Excerpt »
— start —

Wait Command Hanging when trying to kill Parent process

Hello,

I’m trying to create a fixlet which will look for zombie process and kill it by ending it’s parent process. the issue I’m facing is mentioned below:

The fixlet is running absolutely fine, doing all the intended work. but the issue is, it is getting stuck on the wait command and is not moving forward. I left it for 2 days and the machine stopped reporting due to this.

I’m pasting the Code below, any help would be greatly appreciated.

//CODE STARTS
action parameter query "ErrorFolder" with description "Please enter the name of folder and path" with default value ""
if { not exists folder (parameter "ErrorFolder")}
folder create {parameter "ErrorFolder"}
endif
delete	__createfile
createfile until EOF
#!/bin/bash



log_message() {
    echo "$(date +"%Y-%m-%d %H:%M:%S") - INFO - $1" >> {parameter "ErrorFolder"}/output.txt
}

log_error() {
    echo "$(date +"%Y-%m-%d %H:%M:%S") - ERROR - $1" >> {parameter "ErrorFolder"}/error.txt
}

# Get all zombie process IDs
ZOMBIES=($(ps -e -o pid,stat | grep 'Z' | awk '{{print $1}'))

if [ ${{#ZOMBIES[@]} -gt 0 ]; then
    log_message "Zombie processes found: ${{ZOMBIES[*]}"
    echo "" >> $LOG_FILE

    for PID in "${{ZOMBIES[@]}"; do
        # Find the parent process ID (PPID)
        PARENT_PID=$(ps -p $PID -o ppid= | tr -d ' ')

        if [ -n "$PARENT_PID" ]; then
            log_message "Attempting to notify parent process $PARENT_PID to clean up zombie $PID"
            echo "" >> $LOG_FILE

            # Send SIGCHLD signal to the parent process to notify it of child status change
            #kill -SIGCHLD $PARENT_PID > /dev/null 2>&1 || true
			#pkill -9 -P $PARENT_PID > /dev/null 2>&1


            # Sleep for 4 seconds to allow the parent process to handle the zombie
            #sleep 4

            # Check if the zombie process still exists
            if ps -p $PID > /dev/null 2>&1; then
                log_message "Zombie process $PID not cleaned up by parent process $PARENT_PID, forcefully terminating it"
                echo "" >> $LOG_FILE

                # Forcefully terminate the zombie process
                kill -9 $PARENT_PID > /dev/null 2>&1 || true
				#pkill -9 -P $PARENT_PID > /dev/null 2>&1
                if [ $? -ne 0 ]; then
                    log_error "Failed to forcefully terminate zombie process $PID."
                else
                    log_message "Successfully forcefully terminated zombie process $PID."
                    echo "" >> $LOG_FILE
                fi
            else
                log_message "Zombie process $PID cleaned up by parent process $PARENT_PID."

— end —

[Stored dataset items]

— start —

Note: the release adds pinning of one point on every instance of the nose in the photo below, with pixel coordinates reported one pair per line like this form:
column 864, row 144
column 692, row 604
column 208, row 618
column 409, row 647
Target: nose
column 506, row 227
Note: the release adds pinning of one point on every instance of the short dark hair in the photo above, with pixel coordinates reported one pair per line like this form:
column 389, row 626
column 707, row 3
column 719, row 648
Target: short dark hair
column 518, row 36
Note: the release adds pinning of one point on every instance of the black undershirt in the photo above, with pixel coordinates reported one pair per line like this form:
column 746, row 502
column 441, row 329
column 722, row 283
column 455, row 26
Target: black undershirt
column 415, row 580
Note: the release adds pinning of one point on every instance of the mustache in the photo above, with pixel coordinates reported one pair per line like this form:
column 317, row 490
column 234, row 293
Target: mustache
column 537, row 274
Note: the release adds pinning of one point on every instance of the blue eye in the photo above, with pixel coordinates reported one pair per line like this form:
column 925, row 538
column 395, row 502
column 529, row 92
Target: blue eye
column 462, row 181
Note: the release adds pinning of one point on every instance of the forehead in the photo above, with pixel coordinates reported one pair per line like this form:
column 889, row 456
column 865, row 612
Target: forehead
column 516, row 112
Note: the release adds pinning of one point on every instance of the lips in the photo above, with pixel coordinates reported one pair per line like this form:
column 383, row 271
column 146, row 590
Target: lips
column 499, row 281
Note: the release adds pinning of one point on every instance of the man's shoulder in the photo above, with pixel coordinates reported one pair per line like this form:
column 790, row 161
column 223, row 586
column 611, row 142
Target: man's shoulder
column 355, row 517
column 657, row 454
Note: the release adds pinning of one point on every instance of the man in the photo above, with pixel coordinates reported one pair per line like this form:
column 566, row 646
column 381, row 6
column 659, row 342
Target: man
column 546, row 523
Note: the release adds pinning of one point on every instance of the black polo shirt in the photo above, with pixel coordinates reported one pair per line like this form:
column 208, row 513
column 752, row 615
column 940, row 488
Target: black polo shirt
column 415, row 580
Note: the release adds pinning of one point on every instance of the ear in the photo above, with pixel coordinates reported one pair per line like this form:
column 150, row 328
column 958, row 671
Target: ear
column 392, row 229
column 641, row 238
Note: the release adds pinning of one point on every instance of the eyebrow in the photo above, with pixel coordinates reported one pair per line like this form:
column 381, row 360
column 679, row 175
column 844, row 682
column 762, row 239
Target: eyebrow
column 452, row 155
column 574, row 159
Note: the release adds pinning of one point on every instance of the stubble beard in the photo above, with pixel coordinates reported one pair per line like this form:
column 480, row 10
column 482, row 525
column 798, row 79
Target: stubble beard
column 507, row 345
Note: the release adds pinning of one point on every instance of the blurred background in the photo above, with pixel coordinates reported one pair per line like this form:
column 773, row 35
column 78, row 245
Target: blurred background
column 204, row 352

— end —

What you are asked to do » Reproduce word for word the stretch of the forum post about the hanging wait command that begins at "# Get all zombie" and stops after "process ID (PPID)".

Completed exercise »
# Get all zombie process IDs
ZOMBIES=($(ps -e -o pid,stat | grep 'Z' | awk '{{print $1}'))

if [ ${{#ZOMBIES[@]} -gt 0 ]; then
    log_message "Zombie processes found: ${{ZOMBIES[*]}"
    echo "" >> $LOG_FILE

    for PID in "${{ZOMBIES[@]}"; do
        # Find the parent process ID (PPID)